### [INFORMATION GIVEN]

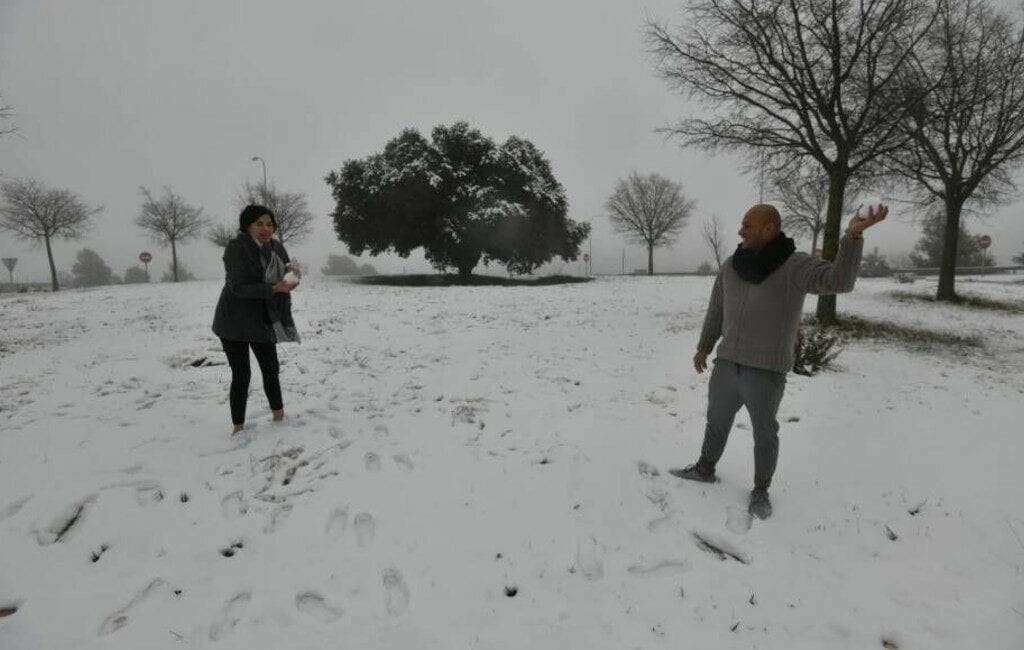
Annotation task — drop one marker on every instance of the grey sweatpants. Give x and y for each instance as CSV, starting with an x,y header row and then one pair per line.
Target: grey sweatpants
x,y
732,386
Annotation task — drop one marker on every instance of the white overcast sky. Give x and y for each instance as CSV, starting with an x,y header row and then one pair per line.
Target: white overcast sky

==

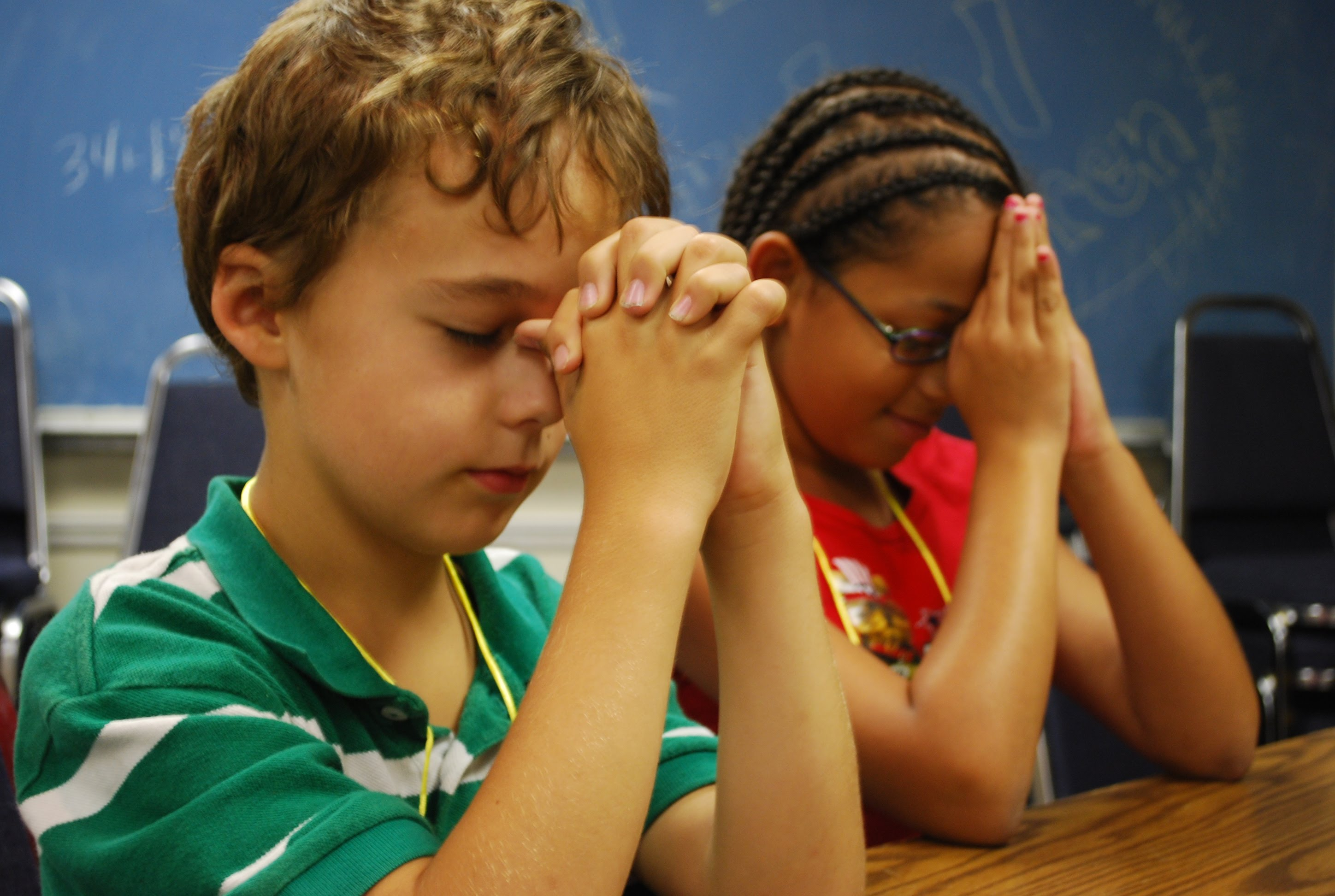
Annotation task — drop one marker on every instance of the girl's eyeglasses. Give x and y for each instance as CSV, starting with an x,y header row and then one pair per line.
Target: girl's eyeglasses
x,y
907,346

### [WHAT TO DO]
In the items, take the part that opens with the line containing "of the white" and closes with the line containing "Target: white overcast sky", and change "overcast" to "cloudy" throughout, leaving all other text unchanged. Output only those lines.

### [PROBLEM SOLUTION]
Annotation task — drop one marker on every instance of the white cloudy sky. Give x and y for each instance as CSV, starting with an x,y header row and then one pair per line.
Target: white cloudy sky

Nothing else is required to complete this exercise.